──────── Çıkarılan Metin

Geçmişten gelen içgörülerle 2025 fırsatları

Türkiye, ekonomik krizler sırasında bile yaratıcı girişimler ve yerel çözümlerle ayakta kalmayı başarabiliyor. Yıllardır zor zamanlardan geçse de her yeni yılın getireceği fırsatlara kucak açabiliyor.

Krizler sırasında her küçük şeyin önem kazandığını söylemişti Hindistan bağımsızlık hareketi liderlerinden Jawaharlal Nehru. Pazarlama tarihi de benzer küçük şeylerin farkındalığına yönelik keşif ve icatlarla dolu. Ya da en azından kriz anlarının israf edilmediği, aksine fırsatlara dönüştürüldüğü örneklerle. Bu örnekler yalnızca marka kârlılığı kutusunun işaretlenmesini mümkün kılan pragmatik stratejiler değil, aynı zamanda daralan topluma ya da tüketiciye de iyi gelebilmiş örnekler.

Modern pazarlamanın doğduğu Büyük Buhran’ı takip eden günlerde Procter & Gamble’ın radyolardaki drama serilerine ürün yerleştirmesi yalın bir içgörüye dayalıydı: Kadınlar, evlerini temizlerken eğlenceli bir şeyler dinlemekten hoşlanıyordu. “Opera”yı “soap opera” haline getiren P&G, uygun fiyatlı sabunlarıyla bütçe dostu bir alternatif sunarken, kadınların eğlencesine ortak olmuş, bu adımıyla içerik pazarlamasının da önünü açmıştı. 2. Dünya Savaşı’nda ABD’li askerlerin gittiği her yerde bulunan ve yalnızca 50 sent olan Coca-Cola, marka bilinirliğini ve hissettirdiği aidiyet deneyimini kriz anlarındaki bu kararına borçluydu. Ya da 1973 petrol kriziyle birlikte artan benzin fiyatları, Toyota için bir ilham zemini oluşturmuştu. Daha az yakıt tüketen, verimliliği erişilebilirlikle buluşturan markası Corolla, yeni modeliyle o günlerde tüketicilerle buluşmuş, Amerika pazarında varlık kazanmaya başlamıştı. 1970’ler başında lansmanı yapılan L’Oréal’in meşhur “Çünkü siz buna değersiniz” kampanyası da toplumsal düzenin yeni hak talepleriyle çalkalandığı bir dönem için kadın güçlenmesine yeşil ışık yakan, hem erkek egemen reklamcılık dünyası hem de nihai hedefin erkeklere güzel görünmekle sınırlandırıldığı kozmetik endüstrisi için bir devrim niteliğindeydi.

Örnekler yalnızca bir önceki yüzyıldan değil. Polikrizler çağı olarak adlandırdığımız milenyumda da muadiller barındırıyor. 2008 krizinde faydayı empatiyle buluşturan Airbnb, hem zor günlerden geçen ev sahipleri için yeni bir gelir modeli yaratmış hem de daha uygun maliyetli seyahat deneyimleri arayan tüketiciler için bir çözüm sunmuştu. Covid-19 pandemisi de baskı altında yaratıcılık kavramının altını dolduran öneriler sundu tüm dünyaya. Nike’ın “Play Inside, Play for the World” kampanyası ve benzeri stratejiler, hem eve hapsolanlar için aktif yaşam önerileri derliyor hem de uygulama indirmeleriyle online satışların artışını beraberinde getiriyordu. Getir’in aynı dönemlerde hız ve elverişliliği bir araya getiren iş modeli, ihtiyaçların anında karşılanabildiği yeni bir pazar yaratılmasını sağlamıştı.

────────────────

Çözülecek Görev: Kriz dönemlerinde pazarlama üzerine olan metinde "Krizler sırasında her" ile başlayıp "iyi gelebilmiş örnekler." ile biten bölümü "Pazarlama tarihi" yerine "Reklam tarihi" koyarak güncelleyin ve yeniden yazın.

──────── Sağlanan Veriler

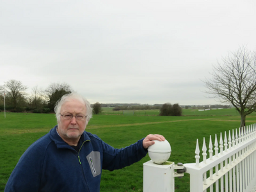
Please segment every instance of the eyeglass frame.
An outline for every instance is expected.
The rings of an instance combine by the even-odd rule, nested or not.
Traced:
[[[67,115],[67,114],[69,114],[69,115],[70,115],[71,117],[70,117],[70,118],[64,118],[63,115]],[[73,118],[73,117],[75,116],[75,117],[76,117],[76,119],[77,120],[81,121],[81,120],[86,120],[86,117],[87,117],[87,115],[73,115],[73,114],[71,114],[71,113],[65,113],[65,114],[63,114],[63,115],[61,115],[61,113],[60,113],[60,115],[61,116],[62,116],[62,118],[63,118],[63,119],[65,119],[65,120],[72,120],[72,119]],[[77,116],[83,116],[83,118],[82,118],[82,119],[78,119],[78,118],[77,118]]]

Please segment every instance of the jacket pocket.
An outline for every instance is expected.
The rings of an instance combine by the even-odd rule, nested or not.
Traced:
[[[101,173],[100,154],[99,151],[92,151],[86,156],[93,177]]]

────────────────
──────── Sağlanan Veriler

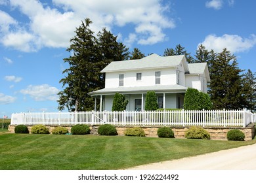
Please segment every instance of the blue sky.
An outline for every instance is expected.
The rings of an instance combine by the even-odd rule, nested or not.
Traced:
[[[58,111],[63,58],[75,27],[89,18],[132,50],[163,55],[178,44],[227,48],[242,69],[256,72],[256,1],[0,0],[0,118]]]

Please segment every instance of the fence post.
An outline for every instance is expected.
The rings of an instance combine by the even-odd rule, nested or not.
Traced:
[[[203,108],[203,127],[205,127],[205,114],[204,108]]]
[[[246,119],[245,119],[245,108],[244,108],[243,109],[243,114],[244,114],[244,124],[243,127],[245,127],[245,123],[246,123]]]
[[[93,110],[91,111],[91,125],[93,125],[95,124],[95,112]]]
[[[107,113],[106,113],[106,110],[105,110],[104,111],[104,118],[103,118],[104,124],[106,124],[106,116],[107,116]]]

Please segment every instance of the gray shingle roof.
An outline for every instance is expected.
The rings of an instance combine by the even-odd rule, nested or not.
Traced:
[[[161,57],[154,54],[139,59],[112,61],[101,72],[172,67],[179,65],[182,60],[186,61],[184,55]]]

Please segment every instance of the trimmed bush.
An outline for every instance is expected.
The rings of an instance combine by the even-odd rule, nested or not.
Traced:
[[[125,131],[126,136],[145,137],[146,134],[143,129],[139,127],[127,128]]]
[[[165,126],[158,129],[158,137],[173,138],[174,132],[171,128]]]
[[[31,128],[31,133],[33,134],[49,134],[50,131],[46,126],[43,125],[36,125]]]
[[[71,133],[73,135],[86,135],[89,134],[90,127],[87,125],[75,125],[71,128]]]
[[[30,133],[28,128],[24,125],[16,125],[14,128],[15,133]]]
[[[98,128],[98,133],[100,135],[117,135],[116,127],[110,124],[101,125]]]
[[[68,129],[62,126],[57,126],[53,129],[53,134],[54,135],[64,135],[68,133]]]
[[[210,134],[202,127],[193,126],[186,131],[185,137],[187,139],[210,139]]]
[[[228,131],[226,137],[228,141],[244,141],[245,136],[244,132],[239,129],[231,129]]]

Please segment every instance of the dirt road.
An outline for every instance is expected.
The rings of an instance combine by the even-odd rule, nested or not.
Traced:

────────────────

Nihai Cevap:
Krizler sırasında her küçük şeyin önem kazandığını söylemişti Hindistan bağımsızlık hareketi liderlerinden Jawaharlal Nehru. Reklam tarihi de benzer küçük şeylerin farkındalığına yönelik keşif ve icatlarla dolu. Ya da en azından kriz anlarının israf edilmediği, aksine fırsatlara dönüştürüldüğü örneklerle. Bu örnekler yalnızca marka kârlılığı kutusunun işaretlenmesini mümkün kılan pragmatik stratejiler değil, aynı zamanda daralan topluma ya da tüketiciye de iyi gelebilmiş örnekler.